(Entries taken from a collection)
_ _ _ _ _

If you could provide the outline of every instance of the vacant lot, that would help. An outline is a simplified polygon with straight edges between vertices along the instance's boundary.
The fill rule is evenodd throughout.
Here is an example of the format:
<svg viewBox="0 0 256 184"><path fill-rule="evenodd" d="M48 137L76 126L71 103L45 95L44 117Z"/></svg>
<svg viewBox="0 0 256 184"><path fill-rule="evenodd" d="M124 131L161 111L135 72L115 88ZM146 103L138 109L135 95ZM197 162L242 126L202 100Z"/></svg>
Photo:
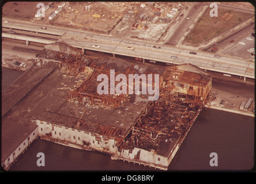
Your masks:
<svg viewBox="0 0 256 184"><path fill-rule="evenodd" d="M47 5L48 2L40 2ZM39 9L39 2L7 2L2 7L2 17L28 21L32 19Z"/></svg>
<svg viewBox="0 0 256 184"><path fill-rule="evenodd" d="M211 9L208 8L198 19L194 28L186 37L183 44L198 46L253 16L250 14L219 8L218 17L212 17L210 16Z"/></svg>

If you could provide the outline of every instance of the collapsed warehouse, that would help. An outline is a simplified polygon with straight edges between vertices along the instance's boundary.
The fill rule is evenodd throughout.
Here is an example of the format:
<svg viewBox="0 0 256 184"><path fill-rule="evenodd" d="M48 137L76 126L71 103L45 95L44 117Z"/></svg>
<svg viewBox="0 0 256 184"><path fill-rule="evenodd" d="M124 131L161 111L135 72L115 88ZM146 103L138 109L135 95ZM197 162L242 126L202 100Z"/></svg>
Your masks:
<svg viewBox="0 0 256 184"><path fill-rule="evenodd" d="M112 159L167 170L207 101L212 76L191 64L169 66L163 72L145 68L143 74L161 76L158 100L149 101L148 95L141 91L137 95L100 95L97 92L99 75L109 78L110 70L115 70L115 76L124 74L128 76L141 74L139 67L133 64L122 68L97 65L97 59L69 48L72 53L55 51L54 56L48 61L58 62L59 70L66 73L63 76L69 77L62 76L66 80L59 81L60 84L69 82L71 86L71 78L82 78L65 91L66 105L55 105L55 109L52 106L37 117L40 137L104 152ZM37 62L46 63L43 57L37 56ZM58 110L61 107L72 113L65 114L65 110Z"/></svg>

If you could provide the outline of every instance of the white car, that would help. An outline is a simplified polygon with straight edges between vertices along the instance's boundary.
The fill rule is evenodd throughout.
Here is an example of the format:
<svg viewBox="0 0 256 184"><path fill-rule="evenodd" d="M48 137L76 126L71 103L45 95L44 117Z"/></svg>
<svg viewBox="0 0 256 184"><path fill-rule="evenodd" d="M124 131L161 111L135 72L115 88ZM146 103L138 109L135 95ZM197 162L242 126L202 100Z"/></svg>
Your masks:
<svg viewBox="0 0 256 184"><path fill-rule="evenodd" d="M247 39L247 40L253 40L253 39L252 38L251 38L251 37L249 37L248 38L247 38L246 39Z"/></svg>
<svg viewBox="0 0 256 184"><path fill-rule="evenodd" d="M131 47L127 47L126 49L129 49L129 50L133 50L133 49L134 49L133 48L132 48Z"/></svg>
<svg viewBox="0 0 256 184"><path fill-rule="evenodd" d="M100 47L100 46L97 45L92 45L92 47L99 48Z"/></svg>

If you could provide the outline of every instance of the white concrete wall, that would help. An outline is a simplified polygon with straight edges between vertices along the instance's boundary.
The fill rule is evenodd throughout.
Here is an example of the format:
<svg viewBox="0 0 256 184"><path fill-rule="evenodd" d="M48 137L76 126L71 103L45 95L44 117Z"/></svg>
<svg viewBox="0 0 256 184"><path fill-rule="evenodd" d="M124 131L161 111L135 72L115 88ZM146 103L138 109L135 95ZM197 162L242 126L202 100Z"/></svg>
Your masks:
<svg viewBox="0 0 256 184"><path fill-rule="evenodd" d="M28 148L30 144L36 139L39 135L38 127L29 135L26 139L2 162L2 167L7 170L16 159Z"/></svg>
<svg viewBox="0 0 256 184"><path fill-rule="evenodd" d="M168 166L167 158L166 157L158 155L153 152L149 152L144 150L141 150L140 160L155 164Z"/></svg>
<svg viewBox="0 0 256 184"><path fill-rule="evenodd" d="M54 139L69 141L70 143L80 145L84 145L84 140L89 143L92 148L99 150L105 148L113 153L116 152L117 148L115 146L114 139L43 121L37 120L36 122L39 126L39 135L45 135L50 129Z"/></svg>

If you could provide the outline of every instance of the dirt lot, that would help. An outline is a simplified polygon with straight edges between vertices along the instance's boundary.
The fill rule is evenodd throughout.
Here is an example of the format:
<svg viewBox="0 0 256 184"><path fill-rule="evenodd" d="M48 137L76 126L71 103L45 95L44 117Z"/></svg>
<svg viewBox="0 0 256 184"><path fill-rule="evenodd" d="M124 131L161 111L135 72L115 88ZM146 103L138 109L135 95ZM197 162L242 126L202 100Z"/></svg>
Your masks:
<svg viewBox="0 0 256 184"><path fill-rule="evenodd" d="M47 5L48 2L40 2ZM38 2L7 2L3 6L2 17L28 21L32 19L39 9Z"/></svg>
<svg viewBox="0 0 256 184"><path fill-rule="evenodd" d="M172 7L184 6L184 2L66 2L57 16L48 17L58 9L61 2L42 2L45 6L52 3L52 7L45 12L43 20L35 17L39 7L38 2L8 2L4 5L3 16L30 21L39 24L53 25L74 29L110 34L120 37L137 38L150 41L159 40L166 32L175 18L167 17ZM89 7L87 10L86 6ZM153 10L154 9L154 10ZM17 10L18 12L14 10ZM156 10L156 9L159 10ZM29 10L28 11L28 10ZM159 12L159 14L155 14ZM150 20L141 21L140 16L145 14ZM126 16L129 16L129 18ZM153 23L153 19L160 20ZM134 23L138 28L132 29ZM144 29L146 28L147 29Z"/></svg>
<svg viewBox="0 0 256 184"><path fill-rule="evenodd" d="M228 9L219 8L218 17L211 17L211 9L208 8L202 16L198 19L194 28L185 37L184 44L198 46L200 44L206 43L253 16L251 14L243 14Z"/></svg>

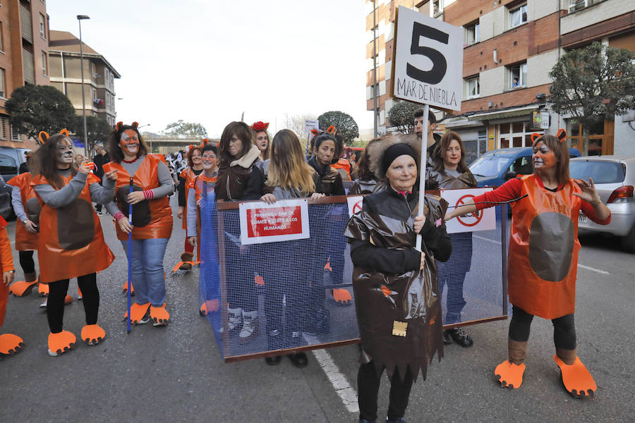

_ _ _ _ _

### What the task requires
Extract every one of the lines above and reproduce them word for word, omitting the pictures from your answer.

### Output
If you could provide the outline of every instance of the vacant lot, that would help. An outline is a simplified polygon with straight edges between vertices along the instance's boundary.
The fill rule is evenodd throughout.
Here is an example of the format:
<svg viewBox="0 0 256 184"><path fill-rule="evenodd" d="M48 137L76 126L71 103L45 95L44 117Z"/></svg>
<svg viewBox="0 0 256 184"><path fill-rule="evenodd" d="M124 131L161 111L135 72L115 88ZM146 103L138 109L135 95ZM197 162L242 126L202 100Z"/></svg>
Photo:
Your masks:
<svg viewBox="0 0 256 184"><path fill-rule="evenodd" d="M47 5L48 2L40 2ZM39 9L39 2L7 2L2 7L2 17L28 21L32 19Z"/></svg>
<svg viewBox="0 0 256 184"><path fill-rule="evenodd" d="M211 9L208 8L198 19L194 28L186 37L183 44L198 46L253 16L250 14L219 8L218 17L212 17L210 16Z"/></svg>

If you could provide the outline of every instance of the collapsed warehouse, that would help. An outline is a simplified polygon with straight edges between vertices along the instance's boundary.
The fill rule is evenodd throughout.
Here is an example of the format:
<svg viewBox="0 0 256 184"><path fill-rule="evenodd" d="M48 137L76 126L71 103L45 95L44 117Z"/></svg>
<svg viewBox="0 0 256 184"><path fill-rule="evenodd" d="M124 131L161 111L135 72L115 88ZM146 103L138 109L135 95ZM197 162L242 126L202 100Z"/></svg>
Your masks:
<svg viewBox="0 0 256 184"><path fill-rule="evenodd" d="M112 159L167 170L207 101L212 76L191 64L169 66L163 72L145 68L143 74L161 76L158 100L149 101L148 95L141 91L137 95L100 95L97 92L99 75L109 78L110 70L115 70L115 76L124 74L128 76L141 74L139 67L133 64L122 68L97 65L97 59L69 48L72 53L55 51L54 56L48 61L58 62L59 70L66 73L63 76L69 77L62 76L66 80L59 81L60 84L69 82L71 86L71 78L82 78L65 91L66 105L55 105L55 109L52 106L37 117L40 137L104 152ZM37 62L46 63L43 57L37 56ZM58 110L61 107L72 113L65 114L65 110Z"/></svg>

If you could provide the outline of every instance of the white car, that would help. An outline is a simplified polygon with straight edges between vertices along the instance's boundary.
The fill rule is evenodd throughout.
Here is an example of the format:
<svg viewBox="0 0 256 184"><path fill-rule="evenodd" d="M48 137L76 126L71 103L45 95L44 117Z"/></svg>
<svg viewBox="0 0 256 184"><path fill-rule="evenodd" d="M124 131L161 111L135 72L115 88ZM146 103L138 109L135 95ZM197 162L242 126L202 100Z"/></svg>
Your masks:
<svg viewBox="0 0 256 184"><path fill-rule="evenodd" d="M247 39L247 40L253 40L253 39L252 38L251 38L251 37L249 37L248 38L247 38L246 39Z"/></svg>
<svg viewBox="0 0 256 184"><path fill-rule="evenodd" d="M131 47L127 47L126 49L129 49L129 50L133 50L133 49L134 49L133 48L132 48Z"/></svg>
<svg viewBox="0 0 256 184"><path fill-rule="evenodd" d="M100 47L100 46L97 45L92 45L92 47L99 48Z"/></svg>

If you could provide the outline of every instance of the white concrete wall, that would help. An outline is a simplified polygon with straight edges between vertices along the instance's boundary.
The fill rule is evenodd throughout.
Here is an example of the format:
<svg viewBox="0 0 256 184"><path fill-rule="evenodd" d="M48 137L76 126L71 103L45 95L44 117Z"/></svg>
<svg viewBox="0 0 256 184"><path fill-rule="evenodd" d="M124 131L161 111L135 72L115 88ZM146 103L138 109L135 95ZM197 162L242 126L202 100Z"/></svg>
Your masks:
<svg viewBox="0 0 256 184"><path fill-rule="evenodd" d="M28 148L30 144L36 139L39 135L38 127L29 135L26 139L2 162L2 167L7 170L16 159Z"/></svg>
<svg viewBox="0 0 256 184"><path fill-rule="evenodd" d="M168 166L167 158L166 157L158 155L153 152L149 152L144 150L141 150L140 160L155 164Z"/></svg>
<svg viewBox="0 0 256 184"><path fill-rule="evenodd" d="M54 139L69 141L70 143L80 145L84 145L84 140L89 143L92 148L99 150L105 148L113 153L116 152L117 148L115 146L114 139L43 121L37 120L36 122L39 126L39 135L45 135L50 129Z"/></svg>

If you could provide the outline of every instance of the dirt lot, that would help. An outline is a simplified polygon with straight edges between vertices along the instance's boundary.
The fill rule is evenodd throughout.
Here is an example of the format:
<svg viewBox="0 0 256 184"><path fill-rule="evenodd" d="M48 137L76 126L71 103L45 95L44 117Z"/></svg>
<svg viewBox="0 0 256 184"><path fill-rule="evenodd" d="M124 131L161 111L135 72L115 88ZM146 103L138 109L135 95ZM197 162L242 126L202 100Z"/></svg>
Your masks:
<svg viewBox="0 0 256 184"><path fill-rule="evenodd" d="M47 5L48 2L40 2ZM38 2L7 2L3 6L2 17L28 21L32 19L39 9Z"/></svg>
<svg viewBox="0 0 256 184"><path fill-rule="evenodd" d="M172 7L184 6L184 2L66 2L57 16L48 17L58 9L61 2L42 2L45 6L52 3L52 7L45 12L43 20L35 17L39 7L38 2L8 2L4 5L3 16L30 21L39 24L53 25L74 29L110 34L120 37L137 38L150 41L159 40L166 32L175 18L167 17ZM89 7L87 10L86 6ZM153 10L154 9L154 10ZM17 10L18 12L14 10ZM156 10L156 9L159 10ZM29 10L28 11L28 10ZM159 12L159 14L155 14ZM150 20L141 21L140 16L145 14ZM126 16L129 16L129 18ZM153 23L153 19L160 20ZM134 23L138 28L132 29ZM144 29L146 28L147 29Z"/></svg>
<svg viewBox="0 0 256 184"><path fill-rule="evenodd" d="M228 9L219 8L218 17L211 17L211 9L208 8L202 16L198 19L194 28L185 37L184 44L198 46L200 44L206 43L253 16L251 14L243 14Z"/></svg>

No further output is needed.